START

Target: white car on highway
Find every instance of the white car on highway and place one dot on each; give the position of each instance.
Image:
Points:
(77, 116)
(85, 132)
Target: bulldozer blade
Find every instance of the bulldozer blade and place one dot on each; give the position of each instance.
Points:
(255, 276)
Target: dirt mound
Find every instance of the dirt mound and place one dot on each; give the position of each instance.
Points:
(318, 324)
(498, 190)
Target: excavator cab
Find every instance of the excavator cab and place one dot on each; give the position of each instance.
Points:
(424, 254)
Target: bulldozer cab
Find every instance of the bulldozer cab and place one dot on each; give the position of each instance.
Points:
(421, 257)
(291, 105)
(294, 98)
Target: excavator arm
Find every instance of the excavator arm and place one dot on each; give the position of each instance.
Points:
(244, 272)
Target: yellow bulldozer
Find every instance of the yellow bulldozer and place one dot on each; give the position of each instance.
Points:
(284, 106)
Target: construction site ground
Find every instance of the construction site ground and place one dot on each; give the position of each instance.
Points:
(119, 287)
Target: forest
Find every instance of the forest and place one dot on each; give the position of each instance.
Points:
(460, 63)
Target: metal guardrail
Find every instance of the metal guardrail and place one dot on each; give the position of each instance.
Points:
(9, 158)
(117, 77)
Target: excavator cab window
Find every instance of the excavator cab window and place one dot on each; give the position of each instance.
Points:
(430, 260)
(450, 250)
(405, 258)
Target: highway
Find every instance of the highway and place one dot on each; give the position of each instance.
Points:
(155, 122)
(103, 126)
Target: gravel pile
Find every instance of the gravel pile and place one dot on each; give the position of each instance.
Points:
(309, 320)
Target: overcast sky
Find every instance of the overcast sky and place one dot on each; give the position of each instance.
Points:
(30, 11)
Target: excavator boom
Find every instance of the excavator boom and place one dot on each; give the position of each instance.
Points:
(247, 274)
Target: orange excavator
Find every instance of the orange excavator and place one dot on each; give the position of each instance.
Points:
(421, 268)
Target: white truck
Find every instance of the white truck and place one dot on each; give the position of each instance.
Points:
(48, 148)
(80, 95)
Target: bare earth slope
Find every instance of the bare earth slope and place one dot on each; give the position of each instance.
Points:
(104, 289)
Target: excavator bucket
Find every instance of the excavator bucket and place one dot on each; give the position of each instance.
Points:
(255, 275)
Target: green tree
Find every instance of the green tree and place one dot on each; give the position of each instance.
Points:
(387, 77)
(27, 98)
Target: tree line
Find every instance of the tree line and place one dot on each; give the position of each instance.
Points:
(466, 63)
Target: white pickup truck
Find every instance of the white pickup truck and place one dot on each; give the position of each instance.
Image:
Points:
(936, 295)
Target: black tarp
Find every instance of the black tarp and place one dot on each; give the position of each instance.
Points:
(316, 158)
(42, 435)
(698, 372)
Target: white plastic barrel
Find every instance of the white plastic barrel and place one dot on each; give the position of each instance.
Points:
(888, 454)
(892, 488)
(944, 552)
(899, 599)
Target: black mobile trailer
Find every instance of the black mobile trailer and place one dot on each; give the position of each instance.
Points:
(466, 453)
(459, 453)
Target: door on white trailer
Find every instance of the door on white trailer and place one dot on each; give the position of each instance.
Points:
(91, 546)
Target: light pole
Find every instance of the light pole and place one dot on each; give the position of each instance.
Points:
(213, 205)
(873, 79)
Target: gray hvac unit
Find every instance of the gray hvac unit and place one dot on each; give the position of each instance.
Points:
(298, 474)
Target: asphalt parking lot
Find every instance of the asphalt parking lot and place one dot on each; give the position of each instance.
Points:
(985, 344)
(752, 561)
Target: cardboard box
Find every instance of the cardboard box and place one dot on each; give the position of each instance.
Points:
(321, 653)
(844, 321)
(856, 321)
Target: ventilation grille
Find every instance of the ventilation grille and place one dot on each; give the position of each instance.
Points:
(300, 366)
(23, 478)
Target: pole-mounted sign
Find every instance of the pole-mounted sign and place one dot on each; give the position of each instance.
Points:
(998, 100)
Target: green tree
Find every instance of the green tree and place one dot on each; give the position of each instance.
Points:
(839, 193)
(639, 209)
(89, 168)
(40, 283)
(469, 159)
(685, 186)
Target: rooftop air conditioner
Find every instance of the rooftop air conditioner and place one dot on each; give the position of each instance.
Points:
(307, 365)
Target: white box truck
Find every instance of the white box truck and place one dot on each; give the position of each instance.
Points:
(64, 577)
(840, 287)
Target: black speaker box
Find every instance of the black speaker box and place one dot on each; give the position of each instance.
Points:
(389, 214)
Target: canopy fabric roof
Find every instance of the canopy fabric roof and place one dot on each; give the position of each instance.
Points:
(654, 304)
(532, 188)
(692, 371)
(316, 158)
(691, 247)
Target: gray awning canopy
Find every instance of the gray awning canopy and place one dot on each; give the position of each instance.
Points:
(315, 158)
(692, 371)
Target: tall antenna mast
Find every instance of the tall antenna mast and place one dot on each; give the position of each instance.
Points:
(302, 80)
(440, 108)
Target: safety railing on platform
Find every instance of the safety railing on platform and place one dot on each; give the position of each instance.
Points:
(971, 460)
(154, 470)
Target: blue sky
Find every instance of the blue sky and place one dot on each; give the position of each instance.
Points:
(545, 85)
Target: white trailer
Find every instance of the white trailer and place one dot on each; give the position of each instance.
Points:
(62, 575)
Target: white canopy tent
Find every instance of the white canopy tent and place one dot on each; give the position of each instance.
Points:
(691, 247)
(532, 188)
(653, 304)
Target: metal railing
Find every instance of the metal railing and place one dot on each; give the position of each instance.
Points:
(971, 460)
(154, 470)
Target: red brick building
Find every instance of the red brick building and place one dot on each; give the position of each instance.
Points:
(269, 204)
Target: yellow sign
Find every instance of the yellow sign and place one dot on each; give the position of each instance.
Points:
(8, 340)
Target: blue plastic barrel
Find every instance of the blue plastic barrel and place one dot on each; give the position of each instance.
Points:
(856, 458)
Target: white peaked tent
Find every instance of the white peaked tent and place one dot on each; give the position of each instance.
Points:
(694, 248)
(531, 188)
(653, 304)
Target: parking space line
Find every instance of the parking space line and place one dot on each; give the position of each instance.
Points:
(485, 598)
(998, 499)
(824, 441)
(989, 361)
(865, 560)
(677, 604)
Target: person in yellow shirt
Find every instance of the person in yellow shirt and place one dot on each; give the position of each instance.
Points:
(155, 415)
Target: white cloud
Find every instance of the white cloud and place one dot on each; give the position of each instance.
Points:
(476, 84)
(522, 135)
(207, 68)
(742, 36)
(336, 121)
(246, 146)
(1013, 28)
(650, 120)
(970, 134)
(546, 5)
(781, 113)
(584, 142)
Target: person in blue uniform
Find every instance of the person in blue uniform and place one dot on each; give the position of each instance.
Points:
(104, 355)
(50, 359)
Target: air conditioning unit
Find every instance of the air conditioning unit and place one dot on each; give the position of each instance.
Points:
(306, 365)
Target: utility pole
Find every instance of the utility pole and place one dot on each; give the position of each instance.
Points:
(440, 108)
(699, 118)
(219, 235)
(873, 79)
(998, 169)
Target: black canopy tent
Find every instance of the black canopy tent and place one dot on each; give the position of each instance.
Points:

END

» **PROBLEM DESCRIPTION**: Find the line that contains "Target: yellow sign". Repeat it and every line after it, exactly as written, up to and including the last line of the records above.

» **TASK RESPONSE**:
Target: yellow sign
Find every instance of the yellow sign and place one dot on each; give the position of each instance.
Points:
(8, 340)
Target: blue plastic barrel
Find every instance of the blue plastic barrel and place one dot on each; give the position of each instance.
Points:
(856, 458)
Target: white peaked tent
Find every instance of the white peaked tent and place one dot on each; give the position of each instance.
Points:
(694, 248)
(531, 188)
(653, 304)
Target: parking space line
Find every instance of the parking space line and place one dot on each; give the position of each instance.
Points:
(485, 598)
(998, 499)
(824, 441)
(989, 361)
(865, 560)
(677, 604)
Target: person in yellow shirt
Find every instance of the person in yellow shirt and place one dot on each; give the position of each instance.
Points:
(155, 415)
Target: white cloud
Find every instance of the white cloud and place one dot on each; give the position of each instance.
Points:
(476, 84)
(522, 135)
(207, 68)
(742, 36)
(336, 121)
(246, 146)
(1013, 28)
(650, 120)
(970, 134)
(546, 5)
(781, 113)
(584, 142)
Target: person in blue uniform
Find every instance of the person in blue uniform and place one dot on each; give the position of each instance.
Points:
(104, 355)
(50, 359)
Target: air conditioning unit
Find every instance of the air conditioning unit and place one dot on each; give the position of each instance.
Points:
(306, 365)
Target: utility pole
Find every instance of the utility pole and place one dot on each; give the position of each instance.
Points:
(440, 108)
(699, 118)
(219, 235)
(873, 79)
(998, 169)
Target: black canopy tent
Find every instance of the black canopy tent and place one dot on each; give the position of each instance.
Points:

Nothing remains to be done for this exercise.